===== THE RECORDS =====
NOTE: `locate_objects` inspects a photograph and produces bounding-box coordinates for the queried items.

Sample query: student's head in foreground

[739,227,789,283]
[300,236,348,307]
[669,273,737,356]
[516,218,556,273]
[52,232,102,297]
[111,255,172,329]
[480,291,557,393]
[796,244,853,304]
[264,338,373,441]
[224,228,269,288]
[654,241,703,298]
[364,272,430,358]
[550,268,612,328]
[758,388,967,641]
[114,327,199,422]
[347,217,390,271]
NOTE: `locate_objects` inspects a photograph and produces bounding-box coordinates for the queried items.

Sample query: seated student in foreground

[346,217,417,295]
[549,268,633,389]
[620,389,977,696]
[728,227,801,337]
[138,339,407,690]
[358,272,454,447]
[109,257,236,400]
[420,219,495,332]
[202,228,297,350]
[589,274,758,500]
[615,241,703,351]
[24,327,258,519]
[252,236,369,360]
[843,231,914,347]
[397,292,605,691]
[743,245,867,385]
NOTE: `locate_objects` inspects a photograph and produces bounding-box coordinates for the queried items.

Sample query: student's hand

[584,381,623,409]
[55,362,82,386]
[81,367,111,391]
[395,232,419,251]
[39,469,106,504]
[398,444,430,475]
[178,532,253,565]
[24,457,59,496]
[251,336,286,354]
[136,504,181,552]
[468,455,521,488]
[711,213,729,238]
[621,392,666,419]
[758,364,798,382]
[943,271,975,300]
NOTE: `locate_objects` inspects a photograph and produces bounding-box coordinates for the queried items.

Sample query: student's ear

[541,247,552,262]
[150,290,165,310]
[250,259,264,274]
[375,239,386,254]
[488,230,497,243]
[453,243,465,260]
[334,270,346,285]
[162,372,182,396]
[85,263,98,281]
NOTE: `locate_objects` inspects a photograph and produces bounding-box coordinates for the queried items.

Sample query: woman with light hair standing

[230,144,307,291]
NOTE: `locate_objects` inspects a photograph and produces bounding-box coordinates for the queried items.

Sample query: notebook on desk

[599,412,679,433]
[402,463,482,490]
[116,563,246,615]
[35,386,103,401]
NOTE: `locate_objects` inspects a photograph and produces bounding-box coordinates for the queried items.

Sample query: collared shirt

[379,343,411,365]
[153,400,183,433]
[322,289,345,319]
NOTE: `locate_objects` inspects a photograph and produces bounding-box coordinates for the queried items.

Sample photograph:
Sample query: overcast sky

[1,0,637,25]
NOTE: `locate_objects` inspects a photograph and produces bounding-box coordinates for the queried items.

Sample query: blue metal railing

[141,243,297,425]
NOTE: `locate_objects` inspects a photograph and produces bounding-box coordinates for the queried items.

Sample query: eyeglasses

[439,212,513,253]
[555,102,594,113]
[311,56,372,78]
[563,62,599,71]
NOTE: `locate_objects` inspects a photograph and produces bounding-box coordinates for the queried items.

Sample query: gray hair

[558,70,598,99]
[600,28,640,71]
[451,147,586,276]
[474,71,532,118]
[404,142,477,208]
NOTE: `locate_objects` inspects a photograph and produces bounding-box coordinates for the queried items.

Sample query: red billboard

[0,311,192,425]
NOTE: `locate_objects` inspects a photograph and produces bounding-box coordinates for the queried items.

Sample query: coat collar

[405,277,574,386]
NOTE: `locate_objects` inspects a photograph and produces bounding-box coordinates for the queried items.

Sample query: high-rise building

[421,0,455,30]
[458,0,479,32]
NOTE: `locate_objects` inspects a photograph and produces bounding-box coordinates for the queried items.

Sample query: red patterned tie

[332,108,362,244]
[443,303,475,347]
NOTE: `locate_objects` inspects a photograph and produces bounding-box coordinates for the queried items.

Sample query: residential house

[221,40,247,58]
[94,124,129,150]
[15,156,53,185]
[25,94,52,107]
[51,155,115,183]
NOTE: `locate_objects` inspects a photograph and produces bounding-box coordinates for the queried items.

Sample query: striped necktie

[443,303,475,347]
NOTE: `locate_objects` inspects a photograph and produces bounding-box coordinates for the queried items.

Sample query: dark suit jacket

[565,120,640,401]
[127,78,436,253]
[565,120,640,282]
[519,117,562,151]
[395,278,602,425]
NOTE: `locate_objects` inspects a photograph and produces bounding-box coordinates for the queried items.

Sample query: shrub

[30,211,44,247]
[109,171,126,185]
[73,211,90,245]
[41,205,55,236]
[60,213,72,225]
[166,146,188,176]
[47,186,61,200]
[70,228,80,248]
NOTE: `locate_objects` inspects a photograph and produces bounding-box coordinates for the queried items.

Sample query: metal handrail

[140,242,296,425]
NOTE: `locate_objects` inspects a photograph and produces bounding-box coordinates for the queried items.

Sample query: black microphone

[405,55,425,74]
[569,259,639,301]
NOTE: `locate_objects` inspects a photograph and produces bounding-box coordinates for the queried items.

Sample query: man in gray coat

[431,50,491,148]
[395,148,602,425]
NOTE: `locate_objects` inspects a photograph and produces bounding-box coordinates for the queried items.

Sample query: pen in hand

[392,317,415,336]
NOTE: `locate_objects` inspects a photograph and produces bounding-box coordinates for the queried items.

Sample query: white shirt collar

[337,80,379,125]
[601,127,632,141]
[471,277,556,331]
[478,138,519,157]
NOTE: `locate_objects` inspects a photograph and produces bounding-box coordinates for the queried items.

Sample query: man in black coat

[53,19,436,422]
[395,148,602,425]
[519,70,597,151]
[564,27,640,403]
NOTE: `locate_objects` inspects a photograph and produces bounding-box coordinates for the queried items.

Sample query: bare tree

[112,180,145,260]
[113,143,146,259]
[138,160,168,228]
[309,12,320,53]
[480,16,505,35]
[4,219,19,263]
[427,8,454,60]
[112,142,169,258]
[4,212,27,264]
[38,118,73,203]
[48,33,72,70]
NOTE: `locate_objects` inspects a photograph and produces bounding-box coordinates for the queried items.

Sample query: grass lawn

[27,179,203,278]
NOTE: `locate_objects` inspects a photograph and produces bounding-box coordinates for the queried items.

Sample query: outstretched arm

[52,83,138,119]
=====
WHAT TO DO:
Take the data above and reproduce it exactly.

TASK RESPONSE:
NOTE: `locate_objects` inspects a photograph and produces bounding-box coordinates for the queried items.

Sample query: student's head in foreground

[739,227,789,283]
[300,236,348,307]
[669,273,737,356]
[516,218,556,273]
[52,232,102,297]
[111,255,172,329]
[480,291,557,393]
[796,244,853,304]
[264,338,373,441]
[224,228,269,288]
[654,241,703,298]
[364,272,430,358]
[550,268,612,328]
[758,388,967,641]
[114,327,199,422]
[347,217,390,271]
NOTE: `locate_objects` inspects a photograph and produces bounding-box coordinates for the queried items.

Sample query: seated student in foreground

[346,217,417,295]
[549,268,633,389]
[620,389,977,696]
[728,227,801,337]
[138,339,407,690]
[358,272,454,447]
[109,257,236,400]
[420,219,495,332]
[202,228,297,350]
[589,274,758,500]
[615,241,703,351]
[24,327,258,519]
[252,236,369,360]
[843,231,914,347]
[397,292,605,691]
[743,245,867,385]
NOTE: `locate_objects` inspects a photograph and produces bounding-box coordinates for the queried items.

Sample query: student's hand

[584,381,623,409]
[55,362,82,386]
[81,367,111,391]
[395,232,419,251]
[39,469,106,504]
[398,444,430,475]
[178,532,253,565]
[24,457,59,496]
[251,336,286,354]
[136,504,181,552]
[468,455,521,488]
[711,213,729,238]
[621,392,666,419]
[758,364,798,382]
[943,271,975,300]
NOTE: `locate_objects` inspects a photograph and produces bounding-box coordinates for the queried items.

Sample query: student's ear

[541,247,552,262]
[150,290,165,310]
[250,259,264,274]
[375,239,386,254]
[488,230,497,243]
[453,243,465,260]
[334,270,346,285]
[162,372,182,396]
[85,263,98,281]
NOTE: `locate_objects` inspects a photograph and produces bounding-box coordinates for the queried items.

Sample query: woman with light hair standing

[230,144,307,291]
NOTE: `locate_objects` inspects a photograph and produces bounding-box coordinates for the queried items.

Sample query: notebook on desk

[599,412,679,433]
[402,463,482,490]
[116,563,246,615]
[35,386,103,401]
NOTE: `locate_objects` inspects a photograph and produces bounding-box coordinates for the queried items.

Sample query: collared shirt

[379,343,411,365]
[153,400,183,433]
[322,289,345,319]
NOTE: `locate_objects` inspects a photograph and produces bounding-box coordinates for the queried items.

Sample photograph:
Sample query: overcast sky

[1,0,637,25]
NOTE: `locate_objects` inspects a photograph and produces bounding-box coordinates for the queried items.

Sample query: blue metal railing

[141,243,297,425]
NOTE: `locate_objects` inspects a photograph and produces bounding-box coordinates for the queried items.

Sample query: eyeglasses

[439,212,513,253]
[555,102,594,113]
[311,56,372,78]
[563,62,599,71]
NOTE: `locate_objects` inspects a photograph and produces bounding-box coordinates for the queried items.

Sample query: gray hair

[558,70,598,99]
[600,28,640,71]
[451,147,586,276]
[474,71,532,118]
[404,142,477,208]
NOTE: `locate_objects` inspects a photograph and produces bounding-box coordinates for the queried items.

Sample query: red billboard

[0,311,192,425]
NOTE: `locate_objects` inspects a photograph and produces bounding-box coordinates for the queried items.

Sample query: coat collar

[405,277,574,386]
NOTE: `locate_objects` inspects a photograph and produces bounding-box coordinates for the queried items.

Sample query: high-rise building

[421,0,455,30]
[458,0,479,32]
NOTE: `locate_objects` inspects a photograph and produces bounding-box coordinates for the queried items.

Sample query: red patterned tie

[332,108,362,244]
[443,303,475,347]
NOTE: `locate_objects` inspects a photograph and produces bounding-box coordinates for the queried items.

Sample query: residential house

[221,40,247,58]
[94,124,129,150]
[15,156,53,185]
[25,94,52,107]
[51,155,115,183]
NOTE: `locate_objects` inspects a photograph and produces bounding-box coordinates for the queried items.

Sample query: striped necktie

[443,303,475,347]
NOTE: `locate_objects` inspects a photograph and produces bounding-box coordinates for the queried items.

Sample query: dark suit jacket

[565,120,640,401]
[127,78,436,253]
[565,120,640,282]
[519,117,562,151]
[395,278,602,425]
NOTE: `locate_objects` inspects a photograph and produces bounding-box coordinates for the queried items.

Sample query: shrub

[30,211,44,247]
[109,171,126,185]
[73,211,90,245]
[41,205,55,236]
[60,213,72,225]
[166,146,188,176]
[47,186,61,200]
[70,228,80,248]
NOTE: `locate_objects` inspects a photograph and produces bounding-box coordinates for the queried items.

Sample query: metal handrail

[140,242,296,425]
NOTE: `locate_objects` inspects a photograph and produces bounding-box coordinates for the queried items.

Sample query: black microphone

[405,55,425,74]
[569,259,639,301]
NOTE: `locate_objects` inspects a photograph and produces bounding-box coordinates for the queried items.

Sample query: man in gray coat

[431,50,491,148]
[395,148,602,425]
NOTE: `locate_objects` inspects a photograph and produces bounding-box coordinates for the queried items.

Sample query: pen in hand

[392,317,415,336]
NOTE: `locate_objects` inspects a photograph and produces bounding-box coordinates for the queried items.

Sample query: white shirt collar

[337,80,379,125]
[601,127,632,141]
[471,277,556,331]
[478,138,519,157]
NOTE: `locate_objects` inspects a photograph and produces bounding-box coordinates for the queried items.

Sample query: man in black coat

[53,19,436,422]
[395,148,602,425]
[519,70,597,151]
[564,27,640,403]
NOTE: `locate_objects` inspects a photograph and produces bounding-box coordinates for the queried items.

Sample query: bare tree

[112,180,145,260]
[113,143,146,259]
[138,160,168,228]
[309,12,320,53]
[480,16,505,35]
[4,219,19,263]
[427,8,454,60]
[112,142,169,258]
[4,212,27,264]
[38,118,73,203]
[48,33,72,70]
NOTE: `locate_objects` inspects a photograph and produces bounding-box coordinates for the queried items.

Sample query: grass lawn

[27,179,203,278]
NOTE: `locate_objects` inspects a photograph and produces bounding-box coordinates for the queried items.

Sample query: outstretched arm

[52,83,138,119]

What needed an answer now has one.